→ ДАННЫЕ УПРАЖНЕНИЯ
────

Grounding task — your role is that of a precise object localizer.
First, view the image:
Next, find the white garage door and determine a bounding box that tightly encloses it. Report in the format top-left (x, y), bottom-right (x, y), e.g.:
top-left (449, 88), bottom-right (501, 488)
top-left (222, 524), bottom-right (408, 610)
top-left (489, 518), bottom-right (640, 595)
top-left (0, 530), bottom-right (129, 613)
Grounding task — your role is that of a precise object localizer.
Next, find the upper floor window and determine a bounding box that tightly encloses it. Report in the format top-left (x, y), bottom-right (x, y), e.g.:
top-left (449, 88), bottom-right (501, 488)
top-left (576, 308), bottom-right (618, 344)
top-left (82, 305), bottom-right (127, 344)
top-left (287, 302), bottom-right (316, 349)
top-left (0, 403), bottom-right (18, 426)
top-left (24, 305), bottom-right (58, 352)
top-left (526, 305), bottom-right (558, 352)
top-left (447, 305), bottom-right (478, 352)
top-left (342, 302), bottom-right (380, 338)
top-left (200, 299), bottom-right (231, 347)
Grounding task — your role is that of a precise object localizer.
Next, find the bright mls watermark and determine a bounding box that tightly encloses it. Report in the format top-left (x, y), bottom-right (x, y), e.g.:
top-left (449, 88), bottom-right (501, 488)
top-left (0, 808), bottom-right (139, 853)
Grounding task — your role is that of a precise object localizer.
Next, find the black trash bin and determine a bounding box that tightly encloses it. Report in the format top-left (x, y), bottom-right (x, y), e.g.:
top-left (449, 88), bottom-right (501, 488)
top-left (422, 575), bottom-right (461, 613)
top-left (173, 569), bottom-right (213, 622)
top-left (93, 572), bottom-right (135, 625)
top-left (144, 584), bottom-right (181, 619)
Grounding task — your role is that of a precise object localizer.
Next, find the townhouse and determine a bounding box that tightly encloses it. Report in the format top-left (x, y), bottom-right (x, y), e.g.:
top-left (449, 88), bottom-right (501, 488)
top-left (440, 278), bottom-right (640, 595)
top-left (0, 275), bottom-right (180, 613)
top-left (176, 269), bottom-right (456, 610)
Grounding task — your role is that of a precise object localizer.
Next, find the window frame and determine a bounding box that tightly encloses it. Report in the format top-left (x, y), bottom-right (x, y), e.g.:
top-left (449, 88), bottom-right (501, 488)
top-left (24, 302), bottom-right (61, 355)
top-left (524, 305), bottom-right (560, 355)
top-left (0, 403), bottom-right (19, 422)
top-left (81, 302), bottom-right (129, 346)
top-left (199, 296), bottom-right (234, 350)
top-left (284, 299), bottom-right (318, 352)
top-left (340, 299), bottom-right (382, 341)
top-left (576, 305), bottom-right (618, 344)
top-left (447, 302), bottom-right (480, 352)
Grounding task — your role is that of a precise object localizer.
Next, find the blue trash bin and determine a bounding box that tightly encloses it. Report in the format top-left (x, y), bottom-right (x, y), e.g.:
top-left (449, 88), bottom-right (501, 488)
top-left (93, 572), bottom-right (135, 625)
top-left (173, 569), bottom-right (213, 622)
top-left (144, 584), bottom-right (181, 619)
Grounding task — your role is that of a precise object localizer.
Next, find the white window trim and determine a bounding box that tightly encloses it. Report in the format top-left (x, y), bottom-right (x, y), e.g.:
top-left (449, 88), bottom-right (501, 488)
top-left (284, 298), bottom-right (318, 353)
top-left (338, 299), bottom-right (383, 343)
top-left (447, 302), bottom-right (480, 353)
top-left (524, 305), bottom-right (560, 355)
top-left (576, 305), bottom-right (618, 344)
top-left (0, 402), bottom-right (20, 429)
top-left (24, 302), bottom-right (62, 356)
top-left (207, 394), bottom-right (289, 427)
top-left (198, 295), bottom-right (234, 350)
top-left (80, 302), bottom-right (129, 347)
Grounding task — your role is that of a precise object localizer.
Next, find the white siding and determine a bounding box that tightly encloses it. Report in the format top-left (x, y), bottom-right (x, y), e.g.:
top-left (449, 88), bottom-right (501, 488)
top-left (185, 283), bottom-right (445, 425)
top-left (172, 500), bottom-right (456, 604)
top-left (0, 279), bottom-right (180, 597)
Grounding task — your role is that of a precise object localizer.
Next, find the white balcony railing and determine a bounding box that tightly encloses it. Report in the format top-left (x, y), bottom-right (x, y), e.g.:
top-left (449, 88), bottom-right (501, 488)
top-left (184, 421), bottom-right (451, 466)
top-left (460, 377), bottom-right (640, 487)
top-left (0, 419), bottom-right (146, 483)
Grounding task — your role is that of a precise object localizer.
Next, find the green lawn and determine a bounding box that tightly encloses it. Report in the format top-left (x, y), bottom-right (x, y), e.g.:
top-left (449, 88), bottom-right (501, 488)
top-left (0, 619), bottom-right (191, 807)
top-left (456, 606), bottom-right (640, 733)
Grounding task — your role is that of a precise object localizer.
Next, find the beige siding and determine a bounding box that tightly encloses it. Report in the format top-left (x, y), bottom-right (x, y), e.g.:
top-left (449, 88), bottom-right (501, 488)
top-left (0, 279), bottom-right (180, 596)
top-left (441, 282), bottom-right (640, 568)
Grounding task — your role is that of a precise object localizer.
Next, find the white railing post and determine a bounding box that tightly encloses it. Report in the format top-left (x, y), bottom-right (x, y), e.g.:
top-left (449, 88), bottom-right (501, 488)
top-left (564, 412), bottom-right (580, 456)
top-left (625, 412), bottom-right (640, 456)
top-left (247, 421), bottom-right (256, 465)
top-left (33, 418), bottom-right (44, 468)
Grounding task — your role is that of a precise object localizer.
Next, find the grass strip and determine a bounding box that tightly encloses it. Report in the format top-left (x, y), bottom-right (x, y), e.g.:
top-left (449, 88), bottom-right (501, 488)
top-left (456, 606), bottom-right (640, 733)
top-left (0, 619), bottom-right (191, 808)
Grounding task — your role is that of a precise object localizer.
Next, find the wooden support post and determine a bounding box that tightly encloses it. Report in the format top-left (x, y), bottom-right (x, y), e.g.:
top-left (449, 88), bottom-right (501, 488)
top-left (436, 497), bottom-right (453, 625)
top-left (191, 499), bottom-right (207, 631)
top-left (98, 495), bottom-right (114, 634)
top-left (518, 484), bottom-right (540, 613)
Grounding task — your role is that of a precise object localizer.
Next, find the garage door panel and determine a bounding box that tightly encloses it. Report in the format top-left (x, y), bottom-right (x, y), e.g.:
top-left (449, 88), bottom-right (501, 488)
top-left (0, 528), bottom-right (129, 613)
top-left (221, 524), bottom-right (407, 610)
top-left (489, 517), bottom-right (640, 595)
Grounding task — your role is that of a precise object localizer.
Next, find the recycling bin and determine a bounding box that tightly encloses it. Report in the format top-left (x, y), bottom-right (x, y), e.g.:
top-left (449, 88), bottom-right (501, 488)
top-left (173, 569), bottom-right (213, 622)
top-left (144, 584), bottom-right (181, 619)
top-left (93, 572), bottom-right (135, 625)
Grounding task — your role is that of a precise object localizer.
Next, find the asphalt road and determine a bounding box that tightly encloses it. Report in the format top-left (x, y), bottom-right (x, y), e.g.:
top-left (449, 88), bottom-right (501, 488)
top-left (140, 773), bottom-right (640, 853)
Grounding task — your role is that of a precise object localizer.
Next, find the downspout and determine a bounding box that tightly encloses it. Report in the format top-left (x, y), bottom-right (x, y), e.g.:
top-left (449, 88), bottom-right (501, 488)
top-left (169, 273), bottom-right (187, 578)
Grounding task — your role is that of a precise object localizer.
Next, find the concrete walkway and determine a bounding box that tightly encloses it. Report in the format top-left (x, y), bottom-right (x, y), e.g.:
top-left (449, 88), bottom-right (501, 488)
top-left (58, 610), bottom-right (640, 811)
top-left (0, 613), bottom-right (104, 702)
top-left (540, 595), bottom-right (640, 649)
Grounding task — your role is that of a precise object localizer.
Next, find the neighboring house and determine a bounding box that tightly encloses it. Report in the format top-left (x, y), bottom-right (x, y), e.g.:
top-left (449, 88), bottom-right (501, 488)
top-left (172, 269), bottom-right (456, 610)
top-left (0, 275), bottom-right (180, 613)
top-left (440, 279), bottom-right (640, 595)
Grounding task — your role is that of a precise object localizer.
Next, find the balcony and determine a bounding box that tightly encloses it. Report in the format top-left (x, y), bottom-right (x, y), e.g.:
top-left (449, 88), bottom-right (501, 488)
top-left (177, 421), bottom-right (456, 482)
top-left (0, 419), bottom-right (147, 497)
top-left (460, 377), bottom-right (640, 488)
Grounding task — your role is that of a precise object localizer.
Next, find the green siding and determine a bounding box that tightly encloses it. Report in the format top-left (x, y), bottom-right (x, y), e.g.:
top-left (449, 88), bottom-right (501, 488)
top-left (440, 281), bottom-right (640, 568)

────

→ ЦЕЛЬ ЗАДАНИЯ
Выберите и скопируйте все строки из пунктов выше, где встречается слово «door». Регистр букв учитывается.

→ РЕЗУЛЬТАТ УПРАЖНЕНИЯ
Next, find the white garage door and determine a bounding box that tightly encloses it. Report in the format top-left (x, y), bottom-right (x, y), e.g.:
Next, find the garage door panel and determine a bounding box that tightly encloses it. Report in the format top-left (x, y), bottom-right (x, y), e.g.:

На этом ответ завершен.